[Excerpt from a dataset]
** START **
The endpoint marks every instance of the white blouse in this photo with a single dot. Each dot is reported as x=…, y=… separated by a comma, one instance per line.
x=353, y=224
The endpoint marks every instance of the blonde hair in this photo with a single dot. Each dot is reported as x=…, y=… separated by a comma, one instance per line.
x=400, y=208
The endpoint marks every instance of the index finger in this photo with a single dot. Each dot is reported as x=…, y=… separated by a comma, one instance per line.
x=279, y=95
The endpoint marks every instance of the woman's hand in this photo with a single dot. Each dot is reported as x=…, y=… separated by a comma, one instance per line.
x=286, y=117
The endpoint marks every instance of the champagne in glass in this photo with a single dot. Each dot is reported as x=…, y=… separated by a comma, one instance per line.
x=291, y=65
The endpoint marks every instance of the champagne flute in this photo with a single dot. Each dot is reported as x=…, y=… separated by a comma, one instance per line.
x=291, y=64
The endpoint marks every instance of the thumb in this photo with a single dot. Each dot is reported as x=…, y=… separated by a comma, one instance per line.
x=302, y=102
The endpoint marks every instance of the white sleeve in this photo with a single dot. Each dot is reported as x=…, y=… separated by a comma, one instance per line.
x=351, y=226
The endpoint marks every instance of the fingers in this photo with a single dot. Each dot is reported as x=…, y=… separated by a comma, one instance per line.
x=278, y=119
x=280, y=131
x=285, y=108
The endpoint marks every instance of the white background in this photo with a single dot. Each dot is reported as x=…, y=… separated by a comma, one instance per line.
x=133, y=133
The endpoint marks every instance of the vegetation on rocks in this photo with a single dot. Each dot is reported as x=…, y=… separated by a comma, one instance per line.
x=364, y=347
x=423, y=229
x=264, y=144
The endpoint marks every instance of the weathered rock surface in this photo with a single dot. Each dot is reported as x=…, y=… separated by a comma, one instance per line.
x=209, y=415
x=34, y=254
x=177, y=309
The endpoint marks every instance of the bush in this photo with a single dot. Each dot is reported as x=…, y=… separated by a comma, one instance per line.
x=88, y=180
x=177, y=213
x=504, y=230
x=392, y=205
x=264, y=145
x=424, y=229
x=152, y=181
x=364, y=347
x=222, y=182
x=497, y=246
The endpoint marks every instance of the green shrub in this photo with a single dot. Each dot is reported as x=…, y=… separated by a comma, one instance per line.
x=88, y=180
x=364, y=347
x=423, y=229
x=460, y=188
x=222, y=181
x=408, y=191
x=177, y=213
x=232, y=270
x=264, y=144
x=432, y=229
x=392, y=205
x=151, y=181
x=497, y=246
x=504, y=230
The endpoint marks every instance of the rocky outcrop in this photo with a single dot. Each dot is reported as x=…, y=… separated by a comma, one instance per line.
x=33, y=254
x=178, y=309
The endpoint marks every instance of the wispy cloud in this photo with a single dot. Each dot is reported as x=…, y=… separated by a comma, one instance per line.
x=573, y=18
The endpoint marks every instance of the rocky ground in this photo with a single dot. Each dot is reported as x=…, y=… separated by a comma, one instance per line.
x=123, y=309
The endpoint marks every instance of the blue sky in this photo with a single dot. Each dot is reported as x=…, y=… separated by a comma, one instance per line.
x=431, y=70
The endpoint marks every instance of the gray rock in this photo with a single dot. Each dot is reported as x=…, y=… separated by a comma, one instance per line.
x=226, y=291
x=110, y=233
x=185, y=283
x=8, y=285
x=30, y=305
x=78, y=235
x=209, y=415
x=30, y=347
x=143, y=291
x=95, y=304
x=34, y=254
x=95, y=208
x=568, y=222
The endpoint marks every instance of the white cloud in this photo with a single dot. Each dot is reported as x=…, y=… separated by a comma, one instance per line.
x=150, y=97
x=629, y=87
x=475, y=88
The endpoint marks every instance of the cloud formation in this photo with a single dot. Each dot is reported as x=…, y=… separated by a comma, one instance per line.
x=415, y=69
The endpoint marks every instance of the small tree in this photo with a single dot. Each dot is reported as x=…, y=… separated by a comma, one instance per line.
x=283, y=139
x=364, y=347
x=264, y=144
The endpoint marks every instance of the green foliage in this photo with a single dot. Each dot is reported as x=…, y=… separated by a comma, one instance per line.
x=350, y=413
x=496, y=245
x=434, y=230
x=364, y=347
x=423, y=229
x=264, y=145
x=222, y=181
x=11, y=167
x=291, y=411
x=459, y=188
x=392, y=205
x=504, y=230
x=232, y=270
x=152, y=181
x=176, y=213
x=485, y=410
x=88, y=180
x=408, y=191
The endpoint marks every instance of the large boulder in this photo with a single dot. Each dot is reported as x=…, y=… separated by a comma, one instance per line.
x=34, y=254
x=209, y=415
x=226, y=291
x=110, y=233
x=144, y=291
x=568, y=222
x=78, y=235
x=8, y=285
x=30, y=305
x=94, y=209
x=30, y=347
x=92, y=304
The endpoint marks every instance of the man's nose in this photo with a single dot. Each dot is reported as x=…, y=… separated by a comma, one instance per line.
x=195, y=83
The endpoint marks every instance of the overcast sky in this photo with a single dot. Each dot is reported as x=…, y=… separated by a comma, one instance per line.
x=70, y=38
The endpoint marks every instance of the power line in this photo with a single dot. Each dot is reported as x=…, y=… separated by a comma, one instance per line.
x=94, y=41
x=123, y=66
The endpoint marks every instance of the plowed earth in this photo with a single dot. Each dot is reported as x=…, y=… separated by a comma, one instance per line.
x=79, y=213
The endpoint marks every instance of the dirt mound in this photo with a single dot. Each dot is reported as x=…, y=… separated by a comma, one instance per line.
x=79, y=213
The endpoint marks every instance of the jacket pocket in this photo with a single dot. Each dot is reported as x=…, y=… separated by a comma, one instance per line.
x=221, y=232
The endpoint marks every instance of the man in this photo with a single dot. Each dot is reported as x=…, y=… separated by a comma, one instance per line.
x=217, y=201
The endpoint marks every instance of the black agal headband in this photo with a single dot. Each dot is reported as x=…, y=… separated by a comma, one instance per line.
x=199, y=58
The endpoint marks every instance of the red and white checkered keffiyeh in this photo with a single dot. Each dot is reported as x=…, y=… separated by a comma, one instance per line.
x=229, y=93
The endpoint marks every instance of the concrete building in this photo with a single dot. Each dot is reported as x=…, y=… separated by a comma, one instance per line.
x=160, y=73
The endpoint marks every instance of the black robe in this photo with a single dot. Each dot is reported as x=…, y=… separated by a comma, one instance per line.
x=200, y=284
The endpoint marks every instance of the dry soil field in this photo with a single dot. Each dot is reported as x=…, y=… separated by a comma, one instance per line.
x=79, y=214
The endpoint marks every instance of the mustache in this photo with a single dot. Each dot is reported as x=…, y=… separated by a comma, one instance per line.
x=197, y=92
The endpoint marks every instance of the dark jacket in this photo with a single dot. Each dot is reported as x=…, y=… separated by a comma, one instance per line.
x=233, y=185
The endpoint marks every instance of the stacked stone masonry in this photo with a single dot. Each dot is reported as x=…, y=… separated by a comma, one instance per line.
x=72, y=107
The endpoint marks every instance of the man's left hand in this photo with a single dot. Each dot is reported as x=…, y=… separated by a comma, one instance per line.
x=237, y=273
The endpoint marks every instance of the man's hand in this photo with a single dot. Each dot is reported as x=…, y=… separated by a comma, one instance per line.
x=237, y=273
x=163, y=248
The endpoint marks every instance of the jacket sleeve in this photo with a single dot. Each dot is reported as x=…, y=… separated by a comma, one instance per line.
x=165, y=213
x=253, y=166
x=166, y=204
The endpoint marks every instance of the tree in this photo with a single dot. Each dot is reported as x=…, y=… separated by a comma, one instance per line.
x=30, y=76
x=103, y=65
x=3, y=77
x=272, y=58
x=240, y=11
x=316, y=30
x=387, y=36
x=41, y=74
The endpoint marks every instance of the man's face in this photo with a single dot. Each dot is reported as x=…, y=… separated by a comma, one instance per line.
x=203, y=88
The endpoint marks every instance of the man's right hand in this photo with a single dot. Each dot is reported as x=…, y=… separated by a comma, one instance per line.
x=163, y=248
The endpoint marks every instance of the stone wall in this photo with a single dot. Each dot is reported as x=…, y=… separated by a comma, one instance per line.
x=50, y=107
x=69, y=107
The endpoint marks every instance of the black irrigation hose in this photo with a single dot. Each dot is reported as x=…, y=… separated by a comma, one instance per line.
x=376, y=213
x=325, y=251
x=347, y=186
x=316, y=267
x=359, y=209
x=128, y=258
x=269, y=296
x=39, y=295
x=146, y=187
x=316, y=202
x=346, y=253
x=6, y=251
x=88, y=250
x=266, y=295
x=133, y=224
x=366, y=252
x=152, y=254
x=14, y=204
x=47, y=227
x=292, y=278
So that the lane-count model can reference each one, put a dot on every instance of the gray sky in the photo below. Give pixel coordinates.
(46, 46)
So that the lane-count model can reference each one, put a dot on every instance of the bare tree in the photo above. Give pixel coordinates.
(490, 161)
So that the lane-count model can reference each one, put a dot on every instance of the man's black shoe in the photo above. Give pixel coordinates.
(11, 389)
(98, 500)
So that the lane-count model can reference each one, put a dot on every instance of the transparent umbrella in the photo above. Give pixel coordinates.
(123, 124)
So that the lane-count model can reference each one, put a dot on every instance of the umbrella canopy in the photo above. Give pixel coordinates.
** END **
• **Exercise goal**
Rewrite the stretch from the line containing "The endpoint marks every instance of the stone" through the end of the material, putting "marker" wherever "dot" appears and keeping everything else the same.

• **Exercise output**
The endpoint marks every instance of the stone wall in this photo with a single marker. Each marker is reported as x=…, y=… separated by a comma, one instance per line.
x=50, y=107
x=69, y=107
The endpoint marks every instance of the black irrigation hose in this photo with a single marker. Each marker is reported as x=…, y=… separated by a comma, one instance per line.
x=376, y=213
x=325, y=251
x=347, y=186
x=316, y=267
x=359, y=209
x=128, y=258
x=269, y=296
x=39, y=295
x=146, y=187
x=316, y=202
x=346, y=253
x=6, y=251
x=88, y=250
x=266, y=295
x=133, y=224
x=366, y=252
x=152, y=254
x=14, y=204
x=47, y=227
x=292, y=278
So that the lane-count model can reference each one, put a marker on every instance of the gray sky in the photo below. Give pixel coordinates.
(46, 46)
So that the lane-count model can reference each one, put a marker on every instance of the bare tree in the photo above. Give pixel coordinates.
(490, 161)
So that the lane-count model can reference each one, put a marker on every instance of the man's black shoe in the photo above. Give pixel coordinates.
(11, 389)
(98, 500)
So that the lane-count model can reference each one, put a marker on every instance of the transparent umbrella in the photo above. Give pixel coordinates.
(123, 124)
So that the lane-count model can reference each one, put a marker on every instance of the umbrella canopy in the photo above. Give pixel coordinates.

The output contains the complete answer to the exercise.